BEGIN RECORDS PROVIDED

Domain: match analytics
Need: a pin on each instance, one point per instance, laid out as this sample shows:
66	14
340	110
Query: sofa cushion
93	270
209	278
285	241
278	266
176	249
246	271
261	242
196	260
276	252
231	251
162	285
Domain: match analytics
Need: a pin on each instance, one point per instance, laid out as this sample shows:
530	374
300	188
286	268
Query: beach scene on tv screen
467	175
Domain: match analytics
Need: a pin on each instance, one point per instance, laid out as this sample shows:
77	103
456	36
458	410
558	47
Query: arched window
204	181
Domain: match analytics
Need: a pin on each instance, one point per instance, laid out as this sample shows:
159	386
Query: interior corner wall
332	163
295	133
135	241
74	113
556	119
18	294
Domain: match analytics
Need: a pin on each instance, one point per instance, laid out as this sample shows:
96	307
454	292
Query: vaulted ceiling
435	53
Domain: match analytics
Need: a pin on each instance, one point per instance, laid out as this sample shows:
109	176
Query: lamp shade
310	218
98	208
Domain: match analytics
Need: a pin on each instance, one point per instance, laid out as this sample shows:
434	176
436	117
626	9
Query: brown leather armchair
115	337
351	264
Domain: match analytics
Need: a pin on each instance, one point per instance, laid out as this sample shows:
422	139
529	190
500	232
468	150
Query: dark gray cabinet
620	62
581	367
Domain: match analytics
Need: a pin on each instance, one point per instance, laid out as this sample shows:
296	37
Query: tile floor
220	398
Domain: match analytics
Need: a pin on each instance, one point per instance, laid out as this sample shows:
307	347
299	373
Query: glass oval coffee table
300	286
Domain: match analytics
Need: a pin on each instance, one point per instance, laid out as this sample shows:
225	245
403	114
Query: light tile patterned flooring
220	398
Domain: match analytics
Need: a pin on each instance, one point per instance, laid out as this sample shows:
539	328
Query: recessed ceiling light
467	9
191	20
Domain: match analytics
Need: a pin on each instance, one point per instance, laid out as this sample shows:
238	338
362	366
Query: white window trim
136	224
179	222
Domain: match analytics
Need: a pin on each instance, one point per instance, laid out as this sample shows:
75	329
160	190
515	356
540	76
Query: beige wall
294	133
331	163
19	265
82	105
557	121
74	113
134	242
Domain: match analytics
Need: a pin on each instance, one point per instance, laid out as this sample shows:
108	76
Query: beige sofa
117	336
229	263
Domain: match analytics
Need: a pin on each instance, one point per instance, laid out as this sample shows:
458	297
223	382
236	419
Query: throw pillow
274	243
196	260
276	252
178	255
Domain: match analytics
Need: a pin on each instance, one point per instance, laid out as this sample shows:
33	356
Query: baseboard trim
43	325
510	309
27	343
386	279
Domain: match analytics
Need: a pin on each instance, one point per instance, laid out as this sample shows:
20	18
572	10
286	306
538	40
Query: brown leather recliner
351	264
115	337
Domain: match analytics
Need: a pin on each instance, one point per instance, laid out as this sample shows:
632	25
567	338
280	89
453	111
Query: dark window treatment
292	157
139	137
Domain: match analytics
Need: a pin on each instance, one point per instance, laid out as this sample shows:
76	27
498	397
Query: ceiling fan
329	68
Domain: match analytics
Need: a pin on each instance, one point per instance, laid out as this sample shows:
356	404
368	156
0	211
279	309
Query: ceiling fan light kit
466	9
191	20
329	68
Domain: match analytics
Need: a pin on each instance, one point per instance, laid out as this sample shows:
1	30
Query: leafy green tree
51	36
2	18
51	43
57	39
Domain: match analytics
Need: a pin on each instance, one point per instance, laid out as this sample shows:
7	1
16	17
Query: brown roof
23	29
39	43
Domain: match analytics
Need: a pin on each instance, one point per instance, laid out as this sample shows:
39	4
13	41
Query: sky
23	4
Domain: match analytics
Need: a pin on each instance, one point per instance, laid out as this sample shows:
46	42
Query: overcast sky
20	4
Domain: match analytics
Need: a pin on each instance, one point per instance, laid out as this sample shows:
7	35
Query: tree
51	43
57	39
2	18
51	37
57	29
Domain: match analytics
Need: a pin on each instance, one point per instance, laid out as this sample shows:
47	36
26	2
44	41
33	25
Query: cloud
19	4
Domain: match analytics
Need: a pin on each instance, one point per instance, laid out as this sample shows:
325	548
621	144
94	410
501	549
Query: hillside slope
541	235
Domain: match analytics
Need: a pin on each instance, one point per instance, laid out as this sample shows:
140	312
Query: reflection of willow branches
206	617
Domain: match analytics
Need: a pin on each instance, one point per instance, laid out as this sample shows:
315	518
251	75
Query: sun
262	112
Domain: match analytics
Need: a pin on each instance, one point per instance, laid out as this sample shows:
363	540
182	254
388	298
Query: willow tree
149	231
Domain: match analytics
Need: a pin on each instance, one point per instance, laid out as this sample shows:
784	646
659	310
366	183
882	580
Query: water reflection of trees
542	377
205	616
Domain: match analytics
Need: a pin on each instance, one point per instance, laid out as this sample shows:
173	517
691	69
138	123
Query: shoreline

END RECORDS PROVIDED

### PROBLEM TO WORK ON
The data above is to be given again, with every line exact.

### ANSWER BOX
Domain: match analytics
Need: a pin on each instance, one point per instance, laid out as this sample shows:
66	14
340	110
Query: sofa cushion
93	270
209	278
285	241
278	266
176	249
246	271
261	242
196	260
276	252
231	251
162	285
Domain: match analytics
Need: a pin on each instance, one point per instance, laid out as this sample shows:
530	374
300	188
286	268
Query: beach scene on tv screen
467	175
Domain: match analytics
Need: a pin on each instance, one point per instance, laid out as this sample shows:
77	103
456	36
458	410
558	47
Query: arched window
204	181
Domain: match analytics
Need: a pin on each instance, one point per instance, laid out as this sample shows:
159	386
Query: interior corner wall
332	163
295	133
135	241
74	113
556	119
18	294
Domain: match analytics
Need: a pin on each instance, one point per instance, laid out as this sample shows:
96	307
454	292
Query: vaulted ceiling
435	53
Domain: match analytics
Need: a pin on each instance, one point per instance, laid out as this sample shows:
109	176
Query: lamp shade
310	218
98	208
Domain: match analytics
Need: a pin on each instance, one point per instance, laid out as this sample shows:
434	176
436	117
626	9
Query: brown leather armchair
115	337
351	264
Domain: match analytics
Need: a pin on each instance, one point per instance, laid out as this sample shows:
422	139
529	190
500	232
468	150
Query: dark gray cabinet
620	62
581	367
Domain: match analytics
Need: a pin on each instance, one point per instance, laid out as this sample shows:
296	37
Query: tile floor
220	398
Domain: match analytics
Need: a pin on each instance, one point per instance, laid out as this sample shows:
307	347
299	373
Query: glass oval coffee table
300	286
Domain: match analytics
Need: a pin on each instance, one point per instance, laid out as this sample shows:
225	245
403	114
Query: light tile patterned flooring
220	398
Domain: match analytics
Need: a pin on each instance, one point per instance, laid out as this sample shows:
539	328
Query: recessed ceiling light
467	9
191	20
Domain: match analytics
Need: a pin on each instance, one point per instance, laid out as this sample shows:
238	338
362	366
Query: white window trim
136	224
179	222
Domain: match analytics
Need: a pin on each instance, one point per instance, laid out as this sample shows:
75	329
160	190
515	356
540	76
Query: beige wall
294	133
331	163
19	265
82	105
557	121
74	113
134	242
Domain: match analytics
Need: a pin on each instance, one point per instance, laid out as this sample shows:
108	76
Query: beige sofa
117	336
229	263
Domain: match analytics
Need: a pin on each instance, one point per instance, laid out as this sample shows:
458	297
223	382
236	419
Query: throw pillow
274	243
196	260
276	252
178	255
Domain: match analytics
Need: a pin on each instance, one point per instance, laid out as this sample shows:
33	356
Query: baseboard trim
43	325
510	309
27	343
386	279
Domain: match analytics
Need: a pin on each instance, one point per instance, laid out as this sample shows:
20	18
572	10
286	306
538	40
Query: brown leather recliner
351	264
115	337
Domain: match analytics
Need: a pin on each instance, one point per instance, laid out as this sample shows:
632	25
567	338
280	89
453	111
Query: dark window treatment
292	157
139	137
Domain: match analytics
Need: a pin on each instance, one point per instance, laid out as this sample shows:
76	27
498	397
Query: ceiling fan
329	68
Domain: match analytics
Need: a pin on each instance, one point per instance, laid out as this sample shows:
356	404
368	156
0	211
279	309
Query: ceiling fan light kit
466	9
191	20
329	68
Domain: match analytics
Need: a pin on each instance, one point per instance, laid out as this sample shows:
1	30
Query: leafy green tree
51	36
2	18
51	43
57	39
Domain: match analytics
Need: a pin on each instance, one point per instance, laid out as this sample shows:
7	1
16	17
Query: brown roof
23	29
39	43
Domain: match analytics
Need: a pin on each instance, one point per instance, laid out as this sample shows:
39	4
13	41
Query: sky
23	4
Domain: match analytics
Need: a pin on each instance, one point per instance, laid out as this sample shows:
46	42
Query: overcast sky
20	4
Domain: match analytics
Need: a pin on each instance, one point per instance, laid out as this sample shows:
7	35
Query: tree
51	43
57	39
2	18
51	37
57	29
Domain: match analytics
Need: a pin on each instance, one point per instance, laid out as this sample shows:
47	36
26	2
44	41
33	25
Query: cloud
19	4
Domain: match analytics
Need: a pin on each instance, one point per instance, laid out as this sample shows:
325	548
621	144
94	410
501	549
Query: hillside slope
541	235
Domain: match analytics
Need: a pin on each instance, one point per instance, laid out as this sample shows:
140	312
Query: reflection of willow branches
206	617
Domain: match analytics
Need: a pin on each instance, one point per instance, laid out as this sample shows:
315	518
251	75
Query: sun
262	112
Domain: match analytics
Need: a pin on each instance, one point per instance, laid out as this sample shows:
363	540
182	254
388	298
Query: willow tree
149	231
Domain: match analytics
Need: a pin on each instance, one point per instance, laid out as this sample shows:
784	646
659	310
366	183
882	580
Query: water reflection of trees
542	377
205	616
Domain: match analytics
Need: a pin on each instance, one point per instance, laid out as this sample shows:
173	517
691	69
138	123
Query: shoreline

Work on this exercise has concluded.